◆ **Direction**:
Could you rewrite the entries from the start through the line containing "115 72 L 116", changing "railway track" to "train track" and keeping everything else the same? Leave the pictures out.

Region outline entries:
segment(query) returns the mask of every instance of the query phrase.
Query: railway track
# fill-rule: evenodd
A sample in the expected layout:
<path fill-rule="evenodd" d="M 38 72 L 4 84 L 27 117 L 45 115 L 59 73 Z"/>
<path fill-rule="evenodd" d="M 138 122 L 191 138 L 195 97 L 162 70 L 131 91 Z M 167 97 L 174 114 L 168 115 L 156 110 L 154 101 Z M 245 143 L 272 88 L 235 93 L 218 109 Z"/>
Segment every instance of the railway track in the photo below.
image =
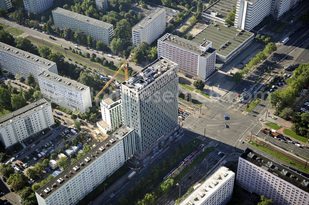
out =
<path fill-rule="evenodd" d="M 115 72 L 116 72 L 111 71 L 106 68 L 104 69 L 104 68 L 103 66 L 100 66 L 94 63 L 89 60 L 85 59 L 77 55 L 75 55 L 73 53 L 72 53 L 68 51 L 66 52 L 66 52 L 64 49 L 60 48 L 54 46 L 52 43 L 49 43 L 47 39 L 43 39 L 43 40 L 44 40 L 42 41 L 41 39 L 38 39 L 30 36 L 27 36 L 27 38 L 36 44 L 40 45 L 42 44 L 44 45 L 51 49 L 61 53 L 64 55 L 66 55 L 66 56 L 68 58 L 76 59 L 79 61 L 81 62 L 82 63 L 84 64 L 85 65 L 91 66 L 99 71 L 103 70 L 104 74 L 106 75 L 112 76 L 115 74 Z M 118 74 L 117 75 L 117 78 L 123 82 L 125 80 L 125 76 L 121 74 Z"/>

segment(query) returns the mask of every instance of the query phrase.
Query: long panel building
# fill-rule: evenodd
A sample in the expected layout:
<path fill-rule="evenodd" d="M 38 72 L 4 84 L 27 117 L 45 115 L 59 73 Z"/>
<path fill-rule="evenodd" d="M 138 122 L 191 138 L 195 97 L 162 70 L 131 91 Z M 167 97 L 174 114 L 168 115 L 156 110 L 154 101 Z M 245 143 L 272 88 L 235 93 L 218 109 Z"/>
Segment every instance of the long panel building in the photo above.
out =
<path fill-rule="evenodd" d="M 0 141 L 7 148 L 54 124 L 50 104 L 41 99 L 0 117 Z"/>
<path fill-rule="evenodd" d="M 177 125 L 178 67 L 161 58 L 121 85 L 125 124 L 134 130 L 143 156 Z"/>
<path fill-rule="evenodd" d="M 48 71 L 40 73 L 38 78 L 42 95 L 51 102 L 81 112 L 92 106 L 88 86 Z"/>
<path fill-rule="evenodd" d="M 132 27 L 133 44 L 137 46 L 142 41 L 151 44 L 165 31 L 166 11 L 157 7 Z"/>
<path fill-rule="evenodd" d="M 167 33 L 158 41 L 158 56 L 178 64 L 179 69 L 206 79 L 214 71 L 216 50 L 211 48 L 211 42 L 202 43 Z"/>
<path fill-rule="evenodd" d="M 235 173 L 222 166 L 179 203 L 224 205 L 232 198 Z"/>
<path fill-rule="evenodd" d="M 0 42 L 0 67 L 9 72 L 6 74 L 19 75 L 25 78 L 32 74 L 37 82 L 37 76 L 48 70 L 58 74 L 55 63 L 30 53 Z"/>
<path fill-rule="evenodd" d="M 109 45 L 114 35 L 113 25 L 59 7 L 52 11 L 55 26 L 60 28 L 70 27 L 76 31 L 81 29 L 97 41 L 102 41 Z"/>
<path fill-rule="evenodd" d="M 237 184 L 271 199 L 274 205 L 309 204 L 309 178 L 247 148 L 239 157 Z"/>
<path fill-rule="evenodd" d="M 133 133 L 119 132 L 36 191 L 39 205 L 74 205 L 110 176 L 133 154 Z M 125 150 L 126 152 L 125 153 Z M 129 156 L 129 157 L 128 157 Z"/>

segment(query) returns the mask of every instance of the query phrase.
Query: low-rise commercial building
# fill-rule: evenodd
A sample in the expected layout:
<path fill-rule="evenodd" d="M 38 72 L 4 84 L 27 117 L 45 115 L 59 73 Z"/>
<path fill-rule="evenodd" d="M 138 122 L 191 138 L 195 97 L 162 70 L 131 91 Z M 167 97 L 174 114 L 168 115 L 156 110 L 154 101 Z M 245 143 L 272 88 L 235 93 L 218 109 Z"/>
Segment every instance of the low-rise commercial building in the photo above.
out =
<path fill-rule="evenodd" d="M 194 36 L 191 40 L 201 44 L 207 40 L 216 51 L 217 60 L 226 63 L 250 44 L 254 34 L 215 21 Z"/>
<path fill-rule="evenodd" d="M 201 43 L 167 33 L 158 41 L 158 56 L 178 64 L 179 69 L 203 79 L 214 71 L 216 50 L 211 42 Z"/>
<path fill-rule="evenodd" d="M 235 178 L 235 173 L 222 166 L 179 204 L 224 205 L 232 198 Z"/>
<path fill-rule="evenodd" d="M 58 74 L 55 63 L 0 42 L 0 67 L 6 70 L 6 73 L 20 75 L 25 78 L 31 73 L 37 82 L 37 76 L 48 70 Z"/>
<path fill-rule="evenodd" d="M 70 27 L 74 31 L 80 29 L 96 41 L 102 41 L 107 45 L 110 43 L 114 35 L 113 27 L 110 23 L 59 7 L 52 13 L 56 27 L 62 29 Z"/>
<path fill-rule="evenodd" d="M 50 104 L 41 99 L 0 117 L 0 141 L 6 148 L 54 124 Z"/>
<path fill-rule="evenodd" d="M 47 71 L 40 73 L 38 78 L 42 96 L 51 102 L 81 112 L 92 106 L 88 86 Z"/>
<path fill-rule="evenodd" d="M 156 8 L 132 28 L 133 44 L 142 41 L 151 44 L 165 31 L 165 10 Z"/>
<path fill-rule="evenodd" d="M 272 199 L 274 205 L 308 205 L 309 179 L 297 170 L 248 148 L 238 159 L 236 183 L 249 192 Z"/>

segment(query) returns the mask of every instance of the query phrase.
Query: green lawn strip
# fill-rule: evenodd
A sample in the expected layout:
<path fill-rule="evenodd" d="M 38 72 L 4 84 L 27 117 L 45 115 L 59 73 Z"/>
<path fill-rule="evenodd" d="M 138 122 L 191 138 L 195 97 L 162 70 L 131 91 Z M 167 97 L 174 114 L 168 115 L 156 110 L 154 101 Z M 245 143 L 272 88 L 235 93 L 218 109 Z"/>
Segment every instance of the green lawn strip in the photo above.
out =
<path fill-rule="evenodd" d="M 302 170 L 309 173 L 309 168 L 308 167 L 307 167 L 306 169 L 305 169 L 304 166 L 301 165 L 298 163 L 294 162 L 293 160 L 291 160 L 290 159 L 286 157 L 285 157 L 282 156 L 280 154 L 275 152 L 269 150 L 268 148 L 263 147 L 263 146 L 260 145 L 258 145 L 253 141 L 252 141 L 251 142 L 251 144 L 253 146 L 254 146 L 256 147 L 259 148 L 261 150 L 262 150 L 266 153 L 271 154 L 273 156 L 279 159 L 281 159 L 283 161 L 287 163 L 289 163 L 293 166 L 294 166 L 295 167 L 299 168 Z"/>
<path fill-rule="evenodd" d="M 129 169 L 127 165 L 125 164 L 117 170 L 114 174 L 107 178 L 104 182 L 99 184 L 96 188 L 87 194 L 77 204 L 78 205 L 88 204 L 89 202 L 94 200 L 102 193 L 104 192 L 104 183 L 107 184 L 105 185 L 105 189 L 106 190 L 112 185 L 117 180 L 124 175 Z"/>
<path fill-rule="evenodd" d="M 265 125 L 274 129 L 279 129 L 281 128 L 281 127 L 277 124 L 273 122 L 267 122 L 265 123 Z"/>
<path fill-rule="evenodd" d="M 291 137 L 293 137 L 294 139 L 296 139 L 298 140 L 301 141 L 303 142 L 307 143 L 308 141 L 308 139 L 306 137 L 304 137 L 300 136 L 290 129 L 288 129 L 287 128 L 285 128 L 283 130 L 283 133 L 287 135 L 290 136 Z"/>
<path fill-rule="evenodd" d="M 10 28 L 7 30 L 6 31 L 17 36 L 19 36 L 20 34 L 24 33 L 23 31 L 18 29 L 15 28 Z"/>
<path fill-rule="evenodd" d="M 253 101 L 251 103 L 251 104 L 249 105 L 249 106 L 247 109 L 247 112 L 250 112 L 250 111 L 252 110 L 252 109 L 254 108 L 254 107 L 256 106 L 256 105 L 260 102 L 260 100 L 257 99 L 255 101 Z"/>
<path fill-rule="evenodd" d="M 181 86 L 182 86 L 184 88 L 186 89 L 188 89 L 188 90 L 190 90 L 192 91 L 193 91 L 194 89 L 195 89 L 194 88 L 192 87 L 190 85 L 188 85 L 182 84 L 182 83 L 178 83 Z"/>
<path fill-rule="evenodd" d="M 199 90 L 195 90 L 195 92 L 197 92 L 197 93 L 201 95 L 204 97 L 205 97 L 208 98 L 209 98 L 210 99 L 210 97 L 209 96 L 206 94 L 205 93 L 204 93 L 205 92 L 204 91 L 201 91 Z"/>

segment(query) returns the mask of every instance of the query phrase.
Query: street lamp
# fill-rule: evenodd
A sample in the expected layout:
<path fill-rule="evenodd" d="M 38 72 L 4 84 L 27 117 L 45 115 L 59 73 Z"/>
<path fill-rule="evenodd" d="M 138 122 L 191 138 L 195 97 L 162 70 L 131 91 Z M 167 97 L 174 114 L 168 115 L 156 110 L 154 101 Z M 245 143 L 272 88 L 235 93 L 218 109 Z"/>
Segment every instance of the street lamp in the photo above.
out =
<path fill-rule="evenodd" d="M 176 184 L 177 186 L 179 186 L 179 198 L 180 198 L 180 185 L 179 185 L 179 184 L 178 183 Z"/>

◆ **The response**:
segment(query) returns the mask of every instance of the query phrase.
Query: train track
# fill-rule: evenodd
A sample in the expected layout:
<path fill-rule="evenodd" d="M 38 72 L 4 84 L 27 117 L 45 115 L 59 73 Z"/>
<path fill-rule="evenodd" d="M 138 122 L 191 138 L 195 97 L 162 70 L 131 91 Z M 167 97 L 174 114 L 168 115 L 156 110 L 154 101 Z M 245 143 L 272 88 L 235 93 L 218 109 Z"/>
Segment every instance of the train track in the photo below.
image =
out =
<path fill-rule="evenodd" d="M 115 72 L 116 72 L 111 71 L 106 68 L 104 69 L 104 68 L 103 66 L 100 66 L 94 63 L 89 60 L 85 59 L 77 55 L 75 55 L 73 53 L 72 53 L 68 51 L 66 52 L 66 52 L 64 49 L 60 48 L 54 46 L 52 43 L 49 43 L 47 39 L 43 39 L 43 40 L 44 40 L 42 41 L 41 39 L 38 39 L 30 36 L 27 36 L 27 38 L 36 44 L 40 45 L 42 44 L 44 45 L 51 49 L 61 53 L 64 55 L 66 55 L 66 56 L 68 58 L 76 59 L 79 61 L 81 62 L 82 63 L 84 64 L 85 65 L 91 66 L 99 71 L 103 70 L 104 74 L 106 75 L 112 76 L 115 74 Z M 118 74 L 117 75 L 117 78 L 123 82 L 125 80 L 125 76 L 121 74 Z"/>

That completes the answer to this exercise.